> [WHAT IS BEING ASKED]: The expected answer is every line of the material that contains the word "small".

> [DATA LISTING]:
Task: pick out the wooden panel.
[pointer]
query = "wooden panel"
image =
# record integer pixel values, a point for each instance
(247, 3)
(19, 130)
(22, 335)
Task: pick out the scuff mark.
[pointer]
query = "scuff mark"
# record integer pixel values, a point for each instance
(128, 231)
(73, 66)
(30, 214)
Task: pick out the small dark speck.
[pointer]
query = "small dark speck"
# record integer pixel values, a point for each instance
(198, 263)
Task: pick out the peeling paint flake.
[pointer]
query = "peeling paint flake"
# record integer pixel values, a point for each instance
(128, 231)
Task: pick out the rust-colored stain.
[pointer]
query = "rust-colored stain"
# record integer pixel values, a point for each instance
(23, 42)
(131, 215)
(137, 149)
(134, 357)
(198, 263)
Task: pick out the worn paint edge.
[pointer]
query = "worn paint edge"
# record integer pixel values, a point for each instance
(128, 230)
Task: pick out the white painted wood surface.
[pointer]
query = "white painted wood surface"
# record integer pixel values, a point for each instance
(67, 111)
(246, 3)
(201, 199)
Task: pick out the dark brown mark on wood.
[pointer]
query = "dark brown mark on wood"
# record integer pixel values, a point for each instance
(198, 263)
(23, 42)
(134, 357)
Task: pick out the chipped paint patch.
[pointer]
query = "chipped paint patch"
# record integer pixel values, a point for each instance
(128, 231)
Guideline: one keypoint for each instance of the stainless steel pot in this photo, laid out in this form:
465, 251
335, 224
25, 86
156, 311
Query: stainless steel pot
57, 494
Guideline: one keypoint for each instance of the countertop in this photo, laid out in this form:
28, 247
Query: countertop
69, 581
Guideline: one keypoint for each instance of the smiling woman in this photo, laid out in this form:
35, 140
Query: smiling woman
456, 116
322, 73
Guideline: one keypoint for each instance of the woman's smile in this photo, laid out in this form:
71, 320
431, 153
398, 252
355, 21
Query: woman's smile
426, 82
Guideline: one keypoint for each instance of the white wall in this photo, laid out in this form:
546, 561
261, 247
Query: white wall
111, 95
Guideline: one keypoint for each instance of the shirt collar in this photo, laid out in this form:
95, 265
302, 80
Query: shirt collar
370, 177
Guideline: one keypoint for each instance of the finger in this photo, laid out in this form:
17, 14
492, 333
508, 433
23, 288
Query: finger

> [WRITTEN SOLUTION]:
Task: pick out the small dark speck.
query = "small dark speck"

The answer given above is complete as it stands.